──────── Dataset content

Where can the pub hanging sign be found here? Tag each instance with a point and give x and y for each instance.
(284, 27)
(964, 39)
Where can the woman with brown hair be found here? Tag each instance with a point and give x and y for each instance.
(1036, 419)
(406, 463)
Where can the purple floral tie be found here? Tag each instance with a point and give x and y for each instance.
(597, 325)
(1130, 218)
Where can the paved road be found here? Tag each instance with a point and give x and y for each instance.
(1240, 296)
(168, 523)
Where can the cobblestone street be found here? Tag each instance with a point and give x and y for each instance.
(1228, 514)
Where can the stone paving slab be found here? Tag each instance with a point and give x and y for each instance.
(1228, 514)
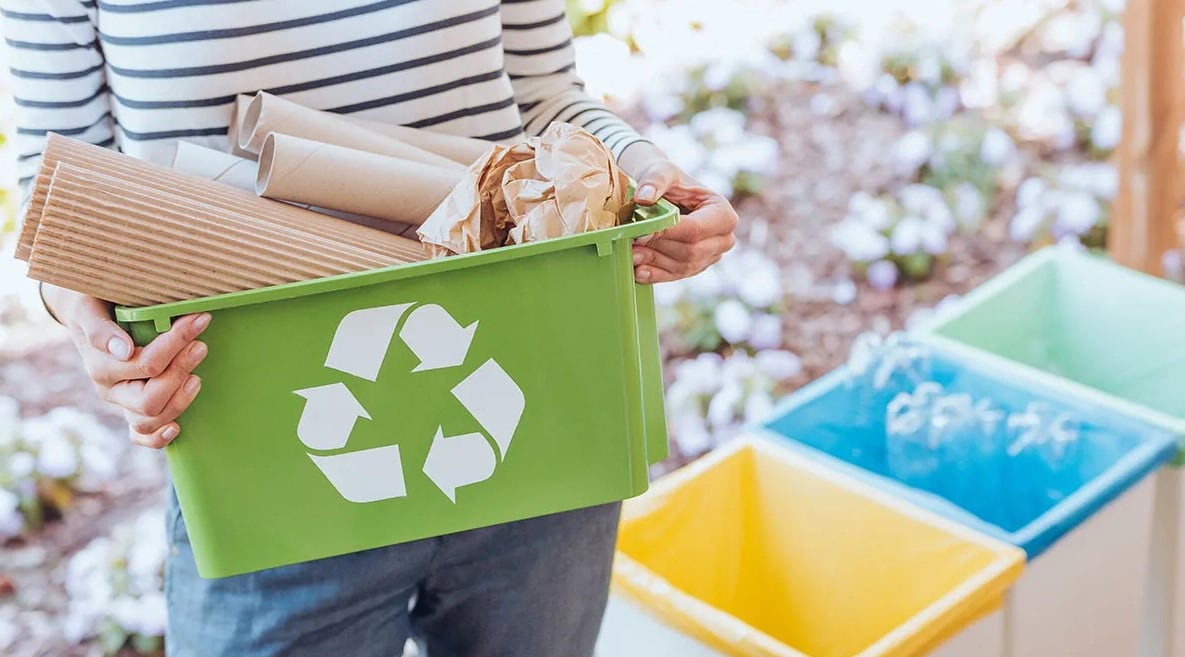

────────────────

*Task description*. Print every line of the records above word for word, omitting the pictures.

*Answer to this task*.
Where can the pub hanging sign be found here? Tag each instance with a point and give x and y for each instance.
(284, 27)
(964, 39)
Where can the woman with brown hair be found here? Tag each instance with a point and give x and y for each instance.
(1036, 419)
(406, 463)
Where can the purple floral tie be found here? Tag each instance with a point and give x and y for each instance.
(597, 325)
(1130, 218)
Where can the paved road be found here? Tag each instance with a point and give x and y for each instance.
(1240, 296)
(168, 523)
Where can the cobblestone street be found here? Tag each instance with a point and give x and y for each instance.
(1228, 514)
Where can the stone paving slab be found here? Tag each instance with a point and give x and y for each instance.
(1228, 514)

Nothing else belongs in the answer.